WHAT YOU WILL DO »
Rewrite each line of the material below as a JSON list of strings, one string per line in order, leaving out blank lines.

DATA PROVIDED »
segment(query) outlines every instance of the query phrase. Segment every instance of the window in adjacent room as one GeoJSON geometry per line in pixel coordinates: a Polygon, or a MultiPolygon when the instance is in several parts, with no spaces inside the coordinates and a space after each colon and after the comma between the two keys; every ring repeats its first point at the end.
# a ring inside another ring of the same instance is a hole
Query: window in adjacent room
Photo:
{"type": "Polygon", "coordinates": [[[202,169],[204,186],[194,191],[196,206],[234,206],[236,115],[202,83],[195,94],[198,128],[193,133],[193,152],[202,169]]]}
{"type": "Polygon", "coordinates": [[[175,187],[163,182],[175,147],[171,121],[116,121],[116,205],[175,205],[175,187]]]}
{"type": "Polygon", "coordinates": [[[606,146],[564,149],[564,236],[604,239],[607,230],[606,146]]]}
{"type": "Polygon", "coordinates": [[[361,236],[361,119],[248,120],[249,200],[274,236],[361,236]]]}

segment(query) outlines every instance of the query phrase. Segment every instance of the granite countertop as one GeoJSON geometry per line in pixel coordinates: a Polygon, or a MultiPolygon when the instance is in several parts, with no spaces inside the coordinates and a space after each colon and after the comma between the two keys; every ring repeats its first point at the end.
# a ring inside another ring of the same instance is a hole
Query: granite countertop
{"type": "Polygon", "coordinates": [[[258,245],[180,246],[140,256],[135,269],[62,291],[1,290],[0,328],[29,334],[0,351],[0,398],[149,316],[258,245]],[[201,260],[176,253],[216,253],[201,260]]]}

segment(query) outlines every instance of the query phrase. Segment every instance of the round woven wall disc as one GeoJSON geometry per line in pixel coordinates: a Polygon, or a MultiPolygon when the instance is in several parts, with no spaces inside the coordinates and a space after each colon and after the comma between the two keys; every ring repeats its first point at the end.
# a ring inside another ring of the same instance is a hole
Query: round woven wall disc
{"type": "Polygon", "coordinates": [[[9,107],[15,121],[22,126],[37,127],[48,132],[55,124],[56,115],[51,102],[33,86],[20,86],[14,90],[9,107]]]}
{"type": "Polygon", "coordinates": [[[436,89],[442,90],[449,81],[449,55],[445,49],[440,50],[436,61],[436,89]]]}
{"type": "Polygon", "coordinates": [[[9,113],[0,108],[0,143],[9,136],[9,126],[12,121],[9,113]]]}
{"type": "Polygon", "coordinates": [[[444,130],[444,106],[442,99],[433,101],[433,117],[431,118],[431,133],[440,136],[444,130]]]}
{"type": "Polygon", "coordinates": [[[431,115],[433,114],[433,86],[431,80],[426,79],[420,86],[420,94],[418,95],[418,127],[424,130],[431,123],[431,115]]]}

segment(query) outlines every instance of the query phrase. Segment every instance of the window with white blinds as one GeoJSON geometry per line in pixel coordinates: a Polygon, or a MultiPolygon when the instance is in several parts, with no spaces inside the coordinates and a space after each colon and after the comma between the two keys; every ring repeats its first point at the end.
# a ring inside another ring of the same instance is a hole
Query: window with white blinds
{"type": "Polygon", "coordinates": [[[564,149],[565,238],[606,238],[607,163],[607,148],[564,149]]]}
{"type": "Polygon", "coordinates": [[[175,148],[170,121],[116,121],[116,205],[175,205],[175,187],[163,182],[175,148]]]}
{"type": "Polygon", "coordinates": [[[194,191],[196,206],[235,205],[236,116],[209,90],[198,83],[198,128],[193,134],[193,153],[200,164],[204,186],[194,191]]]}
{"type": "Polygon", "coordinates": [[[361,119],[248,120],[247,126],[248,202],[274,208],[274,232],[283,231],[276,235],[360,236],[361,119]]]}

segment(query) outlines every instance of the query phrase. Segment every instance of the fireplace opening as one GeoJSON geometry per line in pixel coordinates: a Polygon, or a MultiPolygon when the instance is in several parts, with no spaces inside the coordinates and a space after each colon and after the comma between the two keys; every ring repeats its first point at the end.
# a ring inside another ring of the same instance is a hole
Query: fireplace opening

SOLUTION BELOW »
[
  "segment(query) outlines every instance of the query phrase. Segment every instance of the window in adjacent room as one GeoJSON geometry per line in pixel coordinates: a Polygon, or a MultiPolygon when the instance is in several parts, with no spaces inside the coordinates and a space after each colon and after the comma between the two keys; every ring repeats its first point at the end.",
  "# a ring inside another ring of the same instance is a hole",
  "Query: window in adjacent room",
  "Photo:",
  "{\"type\": \"Polygon\", \"coordinates\": [[[202,169],[204,186],[194,191],[196,206],[234,206],[236,115],[202,83],[195,94],[198,128],[193,133],[193,152],[202,169]]]}",
  "{\"type\": \"Polygon\", \"coordinates\": [[[175,187],[163,182],[175,147],[171,121],[116,121],[116,205],[175,205],[175,187]]]}",
  "{\"type\": \"Polygon\", \"coordinates\": [[[606,146],[564,149],[564,236],[604,239],[607,230],[606,146]]]}",
  "{\"type\": \"Polygon\", \"coordinates\": [[[361,236],[361,119],[248,120],[249,200],[274,236],[361,236]]]}",
  "segment(query) outlines every instance of the query phrase. Segment every instance of the granite countertop as one GeoJSON geometry per line in pixel coordinates: a Polygon, or a MultiPolygon when the instance is in several parts, with no spaces inside the coordinates and a space after each colon and after the comma between the two keys; every ring repeats its first point at the end.",
  "# a ring inside another ring of the same instance is a hole",
  "Query: granite countertop",
  "{\"type\": \"Polygon\", \"coordinates\": [[[258,245],[180,246],[140,256],[135,269],[62,291],[1,290],[0,328],[29,334],[0,351],[0,398],[149,316],[258,245]],[[201,260],[176,253],[216,253],[201,260]]]}",
  "segment(query) outlines every instance of the query phrase. Segment every instance of the round woven wall disc as one GeoJSON geometry per line in pixel coordinates: a Polygon, or a MultiPolygon when the instance is in several parts, with no spaces inside the coordinates and a space after each colon and after the comma between the two keys; every ring repeats its first point at the end.",
  "# a ring inside another ring of the same instance is a hole",
  "Query: round woven wall disc",
  "{\"type\": \"Polygon\", \"coordinates\": [[[9,107],[15,121],[22,126],[37,127],[48,132],[55,124],[56,115],[51,102],[33,86],[20,86],[14,90],[9,107]]]}",
  "{\"type\": \"Polygon\", \"coordinates\": [[[436,89],[442,90],[449,81],[449,55],[445,49],[440,50],[436,61],[436,89]]]}",
  "{\"type\": \"Polygon\", \"coordinates\": [[[9,113],[0,108],[0,143],[9,136],[9,126],[12,121],[9,113]]]}",
  "{\"type\": \"Polygon\", \"coordinates\": [[[444,130],[444,106],[442,99],[433,101],[433,117],[431,118],[431,133],[440,136],[444,130]]]}",
  "{\"type\": \"Polygon\", \"coordinates\": [[[431,115],[433,114],[433,86],[431,80],[426,79],[420,86],[420,94],[418,95],[418,127],[424,130],[431,123],[431,115]]]}",
  "segment(query) outlines every instance of the query phrase. Segment every instance of the window with white blinds as one GeoJSON geometry per line in pixel coordinates: a Polygon, or a MultiPolygon when the instance is in several parts, with no spaces inside the coordinates and a space after each colon and after the comma between the two keys; every ring repeats its first point at the end.",
  "# a ring inside another ring of the same instance is a hole",
  "Query: window with white blinds",
  "{\"type\": \"Polygon\", \"coordinates\": [[[564,149],[565,238],[606,238],[607,163],[607,148],[564,149]]]}",
  "{\"type\": \"Polygon\", \"coordinates\": [[[175,148],[170,121],[116,121],[116,205],[175,205],[175,187],[163,182],[175,148]]]}",
  "{\"type\": \"Polygon\", \"coordinates\": [[[194,191],[196,206],[235,205],[236,116],[209,90],[198,83],[198,128],[193,134],[193,153],[200,164],[204,186],[194,191]]]}",
  "{\"type\": \"Polygon\", \"coordinates\": [[[361,119],[248,120],[247,126],[248,202],[274,208],[274,232],[283,231],[276,235],[360,236],[361,119]]]}",
  "segment(query) outlines every instance of the query phrase. Segment every instance of the fireplace opening as one GeoJSON geometry per line in pixel coordinates: a Polygon, or a MultiPolygon when the instance is in several parts, with no spaces inside the coordinates and a space after each colon and after the comma between the two keys; every ring repeats its first point at the end.",
  "# a ring inside another ring of the same instance is a hole",
  "Query: fireplace opening"
]